REQUIREMENTS: Copy out the lines of the records below word for word, from the one containing "I trust your judgement on this. Please find the moss" through the one containing "[96,76,288,218]", both included.

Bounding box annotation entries
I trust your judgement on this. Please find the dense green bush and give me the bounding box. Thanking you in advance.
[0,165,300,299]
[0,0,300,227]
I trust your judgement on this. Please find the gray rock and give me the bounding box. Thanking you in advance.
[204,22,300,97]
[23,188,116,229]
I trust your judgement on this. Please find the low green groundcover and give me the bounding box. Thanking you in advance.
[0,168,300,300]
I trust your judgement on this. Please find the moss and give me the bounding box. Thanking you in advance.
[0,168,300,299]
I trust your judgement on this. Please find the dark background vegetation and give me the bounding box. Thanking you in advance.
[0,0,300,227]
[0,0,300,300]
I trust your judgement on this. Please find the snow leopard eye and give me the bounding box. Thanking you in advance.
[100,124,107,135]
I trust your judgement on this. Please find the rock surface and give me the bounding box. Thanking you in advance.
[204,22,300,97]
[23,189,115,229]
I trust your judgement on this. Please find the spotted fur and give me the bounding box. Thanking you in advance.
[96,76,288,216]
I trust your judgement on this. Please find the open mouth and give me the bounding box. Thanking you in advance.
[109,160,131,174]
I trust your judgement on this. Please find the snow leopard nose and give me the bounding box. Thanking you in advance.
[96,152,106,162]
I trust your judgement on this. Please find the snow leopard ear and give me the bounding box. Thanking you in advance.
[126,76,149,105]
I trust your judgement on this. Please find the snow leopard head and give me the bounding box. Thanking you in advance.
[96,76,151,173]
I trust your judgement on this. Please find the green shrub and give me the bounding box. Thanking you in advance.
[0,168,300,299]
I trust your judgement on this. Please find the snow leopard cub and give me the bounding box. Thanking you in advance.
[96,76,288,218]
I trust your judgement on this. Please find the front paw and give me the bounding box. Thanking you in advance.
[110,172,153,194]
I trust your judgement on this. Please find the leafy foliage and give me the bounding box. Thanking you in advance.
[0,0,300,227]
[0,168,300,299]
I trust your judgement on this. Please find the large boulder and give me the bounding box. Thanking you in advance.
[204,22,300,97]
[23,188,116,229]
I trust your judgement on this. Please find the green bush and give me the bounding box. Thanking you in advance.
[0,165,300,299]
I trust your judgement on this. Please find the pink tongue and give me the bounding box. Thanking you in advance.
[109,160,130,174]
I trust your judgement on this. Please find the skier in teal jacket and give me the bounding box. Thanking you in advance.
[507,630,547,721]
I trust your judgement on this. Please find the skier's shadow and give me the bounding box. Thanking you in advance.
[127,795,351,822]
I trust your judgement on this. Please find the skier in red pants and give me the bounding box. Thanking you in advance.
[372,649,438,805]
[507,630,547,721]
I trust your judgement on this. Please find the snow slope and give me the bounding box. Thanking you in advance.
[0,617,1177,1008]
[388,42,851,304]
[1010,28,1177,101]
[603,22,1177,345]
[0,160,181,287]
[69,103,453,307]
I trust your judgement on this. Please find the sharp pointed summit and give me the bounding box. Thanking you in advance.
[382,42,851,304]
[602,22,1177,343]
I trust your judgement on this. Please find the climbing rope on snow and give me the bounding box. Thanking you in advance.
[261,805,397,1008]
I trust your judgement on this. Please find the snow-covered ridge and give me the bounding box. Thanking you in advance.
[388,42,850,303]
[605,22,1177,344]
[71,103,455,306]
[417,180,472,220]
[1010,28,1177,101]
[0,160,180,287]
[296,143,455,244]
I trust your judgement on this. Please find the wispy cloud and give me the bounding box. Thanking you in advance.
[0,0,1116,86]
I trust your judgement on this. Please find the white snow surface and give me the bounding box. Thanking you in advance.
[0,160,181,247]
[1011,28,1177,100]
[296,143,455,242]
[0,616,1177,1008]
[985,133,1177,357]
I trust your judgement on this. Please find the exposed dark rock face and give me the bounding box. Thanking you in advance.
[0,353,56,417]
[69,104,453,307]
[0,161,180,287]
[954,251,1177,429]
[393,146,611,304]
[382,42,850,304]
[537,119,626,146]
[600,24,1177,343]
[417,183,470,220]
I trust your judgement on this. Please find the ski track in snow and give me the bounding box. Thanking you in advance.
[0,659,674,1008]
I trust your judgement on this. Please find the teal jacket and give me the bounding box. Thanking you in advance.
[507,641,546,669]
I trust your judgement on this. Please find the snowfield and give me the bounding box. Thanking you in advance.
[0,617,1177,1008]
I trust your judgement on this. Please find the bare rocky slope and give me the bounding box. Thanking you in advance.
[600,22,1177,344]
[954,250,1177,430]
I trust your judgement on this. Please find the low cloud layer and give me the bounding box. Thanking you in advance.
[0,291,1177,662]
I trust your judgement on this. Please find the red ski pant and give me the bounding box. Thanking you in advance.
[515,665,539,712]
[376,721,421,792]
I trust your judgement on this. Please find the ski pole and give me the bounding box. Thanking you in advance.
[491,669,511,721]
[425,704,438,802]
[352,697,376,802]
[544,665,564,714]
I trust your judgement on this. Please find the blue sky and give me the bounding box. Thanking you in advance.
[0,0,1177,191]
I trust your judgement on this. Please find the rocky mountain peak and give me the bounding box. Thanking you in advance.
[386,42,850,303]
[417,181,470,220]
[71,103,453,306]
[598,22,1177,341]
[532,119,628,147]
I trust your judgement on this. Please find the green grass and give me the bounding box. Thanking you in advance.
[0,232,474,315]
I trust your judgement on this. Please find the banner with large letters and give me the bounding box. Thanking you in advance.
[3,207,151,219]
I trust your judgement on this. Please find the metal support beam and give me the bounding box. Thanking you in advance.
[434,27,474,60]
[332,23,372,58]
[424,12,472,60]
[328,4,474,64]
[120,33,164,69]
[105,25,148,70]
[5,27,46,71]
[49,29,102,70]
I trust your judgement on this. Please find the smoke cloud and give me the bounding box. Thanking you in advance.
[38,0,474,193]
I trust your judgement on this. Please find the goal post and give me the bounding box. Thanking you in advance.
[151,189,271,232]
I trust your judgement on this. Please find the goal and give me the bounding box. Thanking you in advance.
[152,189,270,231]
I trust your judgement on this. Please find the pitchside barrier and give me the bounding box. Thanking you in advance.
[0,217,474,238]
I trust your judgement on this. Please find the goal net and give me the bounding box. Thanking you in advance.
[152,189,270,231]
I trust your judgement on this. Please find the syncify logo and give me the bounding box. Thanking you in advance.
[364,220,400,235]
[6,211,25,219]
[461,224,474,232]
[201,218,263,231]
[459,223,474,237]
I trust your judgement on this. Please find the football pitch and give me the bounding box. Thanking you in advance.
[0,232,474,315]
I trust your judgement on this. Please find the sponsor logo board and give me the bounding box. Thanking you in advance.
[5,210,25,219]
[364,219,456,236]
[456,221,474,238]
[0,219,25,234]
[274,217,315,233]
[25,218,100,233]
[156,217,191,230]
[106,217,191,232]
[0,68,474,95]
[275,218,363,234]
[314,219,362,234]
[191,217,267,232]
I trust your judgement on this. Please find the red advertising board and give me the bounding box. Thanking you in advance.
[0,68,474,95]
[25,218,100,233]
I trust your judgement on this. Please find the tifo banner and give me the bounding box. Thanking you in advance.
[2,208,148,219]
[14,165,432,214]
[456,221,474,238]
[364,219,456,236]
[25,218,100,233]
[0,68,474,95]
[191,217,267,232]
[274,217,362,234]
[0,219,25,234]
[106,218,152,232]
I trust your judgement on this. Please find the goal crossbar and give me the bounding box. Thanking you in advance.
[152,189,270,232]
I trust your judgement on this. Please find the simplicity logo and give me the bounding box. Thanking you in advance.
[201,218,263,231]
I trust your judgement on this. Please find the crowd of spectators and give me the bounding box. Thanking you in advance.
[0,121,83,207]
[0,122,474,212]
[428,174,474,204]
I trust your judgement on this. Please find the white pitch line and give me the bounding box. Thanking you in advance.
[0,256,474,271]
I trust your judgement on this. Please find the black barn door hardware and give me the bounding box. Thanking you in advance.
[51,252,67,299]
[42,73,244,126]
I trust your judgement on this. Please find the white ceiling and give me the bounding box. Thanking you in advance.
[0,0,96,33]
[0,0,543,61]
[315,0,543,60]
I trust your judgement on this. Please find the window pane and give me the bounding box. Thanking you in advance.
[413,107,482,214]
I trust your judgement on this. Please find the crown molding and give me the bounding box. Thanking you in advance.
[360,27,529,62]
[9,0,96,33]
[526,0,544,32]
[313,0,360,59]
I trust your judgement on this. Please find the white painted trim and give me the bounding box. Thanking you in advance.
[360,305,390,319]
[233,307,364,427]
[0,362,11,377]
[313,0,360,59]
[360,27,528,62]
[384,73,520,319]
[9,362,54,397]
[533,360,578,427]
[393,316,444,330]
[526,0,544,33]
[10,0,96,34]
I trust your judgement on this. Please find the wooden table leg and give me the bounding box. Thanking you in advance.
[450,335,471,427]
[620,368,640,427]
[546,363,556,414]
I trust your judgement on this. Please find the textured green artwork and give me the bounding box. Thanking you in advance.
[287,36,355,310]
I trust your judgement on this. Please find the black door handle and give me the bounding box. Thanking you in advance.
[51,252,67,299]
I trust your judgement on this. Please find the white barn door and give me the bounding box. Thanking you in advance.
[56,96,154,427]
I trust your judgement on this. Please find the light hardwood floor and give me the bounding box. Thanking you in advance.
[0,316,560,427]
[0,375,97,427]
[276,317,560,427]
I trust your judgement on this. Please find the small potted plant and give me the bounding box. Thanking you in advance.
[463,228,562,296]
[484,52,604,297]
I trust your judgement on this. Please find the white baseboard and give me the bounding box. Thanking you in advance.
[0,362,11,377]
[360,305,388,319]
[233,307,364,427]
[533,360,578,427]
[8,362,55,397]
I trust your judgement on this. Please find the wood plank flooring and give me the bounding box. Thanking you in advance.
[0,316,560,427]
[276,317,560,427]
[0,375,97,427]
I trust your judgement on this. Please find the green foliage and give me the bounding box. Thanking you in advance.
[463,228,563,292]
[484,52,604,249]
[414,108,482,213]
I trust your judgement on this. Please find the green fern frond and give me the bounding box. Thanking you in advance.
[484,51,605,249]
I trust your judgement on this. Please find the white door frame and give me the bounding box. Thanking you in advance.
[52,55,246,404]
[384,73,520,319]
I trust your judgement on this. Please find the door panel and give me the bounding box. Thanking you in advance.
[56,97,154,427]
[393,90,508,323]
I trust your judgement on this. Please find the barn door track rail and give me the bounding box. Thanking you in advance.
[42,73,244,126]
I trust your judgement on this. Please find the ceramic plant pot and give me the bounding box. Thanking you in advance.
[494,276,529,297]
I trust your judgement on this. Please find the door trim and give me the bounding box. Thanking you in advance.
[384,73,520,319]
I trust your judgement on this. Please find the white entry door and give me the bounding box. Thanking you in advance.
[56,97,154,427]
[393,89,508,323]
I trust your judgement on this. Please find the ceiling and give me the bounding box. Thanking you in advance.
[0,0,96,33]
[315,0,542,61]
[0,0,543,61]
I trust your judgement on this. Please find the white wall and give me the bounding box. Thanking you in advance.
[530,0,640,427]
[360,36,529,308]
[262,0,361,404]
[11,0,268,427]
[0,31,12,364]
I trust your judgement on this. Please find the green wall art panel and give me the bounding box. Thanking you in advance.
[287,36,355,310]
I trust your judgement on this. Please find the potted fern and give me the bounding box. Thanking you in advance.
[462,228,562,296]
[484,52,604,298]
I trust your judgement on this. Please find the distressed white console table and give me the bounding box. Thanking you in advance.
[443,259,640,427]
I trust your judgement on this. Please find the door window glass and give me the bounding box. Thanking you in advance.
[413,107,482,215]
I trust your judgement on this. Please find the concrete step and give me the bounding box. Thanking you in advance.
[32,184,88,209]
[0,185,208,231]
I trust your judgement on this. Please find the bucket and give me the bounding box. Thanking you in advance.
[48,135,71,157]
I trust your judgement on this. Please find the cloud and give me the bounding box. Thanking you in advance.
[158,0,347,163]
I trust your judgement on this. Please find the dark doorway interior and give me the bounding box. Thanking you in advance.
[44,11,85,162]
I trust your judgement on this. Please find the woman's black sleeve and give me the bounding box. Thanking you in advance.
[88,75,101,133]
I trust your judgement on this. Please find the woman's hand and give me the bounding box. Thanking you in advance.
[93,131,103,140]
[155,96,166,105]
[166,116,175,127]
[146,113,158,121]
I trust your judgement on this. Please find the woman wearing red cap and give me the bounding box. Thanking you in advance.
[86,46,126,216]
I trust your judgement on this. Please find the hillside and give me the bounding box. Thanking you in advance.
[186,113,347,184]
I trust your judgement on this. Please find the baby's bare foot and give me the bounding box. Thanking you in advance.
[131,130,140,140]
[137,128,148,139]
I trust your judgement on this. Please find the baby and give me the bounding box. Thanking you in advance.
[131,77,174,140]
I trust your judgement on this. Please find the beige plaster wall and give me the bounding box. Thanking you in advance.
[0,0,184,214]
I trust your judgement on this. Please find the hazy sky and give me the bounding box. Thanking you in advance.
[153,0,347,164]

THE OUTPUT:
I trust your judgement on this. Please find the moss and give me the bounding box. Thanking you in advance.
[0,168,300,299]
I trust your judgement on this. Please find the dark background vegetation and give me the bounding box. Thanking you in advance.
[0,0,300,227]
[0,0,300,300]
I trust your judgement on this. Please find the snow leopard eye and give me the bounding box. Thanking you in advance.
[100,124,107,135]
I trust your judgement on this. Please find the rock surface and give me the bounding box. Thanking you in advance.
[204,22,300,97]
[23,189,115,229]
I trust your judgement on this. Please find the spotted fur and give me the bounding box. Thanking you in advance.
[96,76,288,216]
I trust your judgement on this. Please find the open mouth and give me the bounding box. Thanking you in advance.
[109,160,131,174]
I trust your judgement on this. Please find the snow leopard nose and give me the bounding box. Thanking you in advance.
[96,152,106,162]
I trust your judgement on this. Please find the snow leopard ear and give me the bounding box. Thanking you in advance.
[126,76,149,105]
I trust your judgement on this. Please find the snow leopard head and give me the bounding box. Thanking you in advance.
[96,76,151,173]
I trust your judgement on this. Please find the green shrub and give me the bounding box. Thanking you in advance.
[0,168,300,299]
I trust your judgement on this. Please find the snow leopard cub and give me the bounding box. Thanking you in advance.
[96,76,288,218]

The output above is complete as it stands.